**LIST OF TASKS**
1. Using the text about Butch Jones, answer these:
(a) In what month and year was Bass brought down by a federal bust?
(b) Who carried out the June 1996 murder of Patrick Webb?
(c) How many years of incarceration did Jones receive after his 2001 indictment?
2. Decide whether each statement agrees with the text about Butch Jones:
(a) Jones and Bass co-existed peacefully for about ten years.
(b) Jones oversaw a marijuana and cocaine distribution network from 1994 to 2001.
(c) After the 2001 indictment, prosecutors said they would seek a life sentence.

However, unlike in his YBI days when he was alleged to have killed his way to complete leadership supremacy, Jones assumed command of the Dawg Pound due to simple good luck. Working relatively well in cahoots with each other, Jones and Bass co-existed peacefully for about five years before the Bread Man was brought down by a crippling federal bust in February 1997, allowing Butch to be on top of the gang’s power structure all alone. Included in the indictment were charges that Bass ordered the June 1996 murder of his partner and half-brother Patrick “Pat the Ram” Webb, carried out by Dawg Pound lieutenant Armenty “Fat Moe” Shelton, who then four days later was killed by Bass himself in order to cover his tracks.
From 1994-2001, Butch Jones oversaw a large-scale marijuana and cocaine distribution network that committed at least two murders of rival dealers. Based on his name and reputation alone, Jones was also allegedly able to strong arm his way into the extortion racket, simply taxing other drug organizations for doing business in his neighborhood. By way of his association with Bass, Butch was also reputed to have gotten into the world of dog fighting, one of the derivatives of the gang’s moniker. Indicted in the summer of 2001, the U.S. Prosecutors Office declared its intention to seek the death penalty against him, but again, just like back in 1983, thanks to some nifty lawyering, he walked away with a lesser than expected penalty of 30 years incarceration. With time off for good behavior, Butch could be home by the mid-2020s, getting the chance to live out his final days amongst his friends and family at home.

**MATERIAL**
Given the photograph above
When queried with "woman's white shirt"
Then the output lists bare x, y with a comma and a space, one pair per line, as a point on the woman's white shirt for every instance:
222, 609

**TASK ANSWERS**
1.
(a) February 1997
(b) Armenty "Fat Moe" Shelton
(c) 30 years

2.
(a) No: "co-existed peacefully for about five years"
(b) Yes: "From 1994-2001, Butch Jones oversaw a large-scale marijuana and cocaine distribution network"
(c) No: "declared its intention to seek the death penalty against him"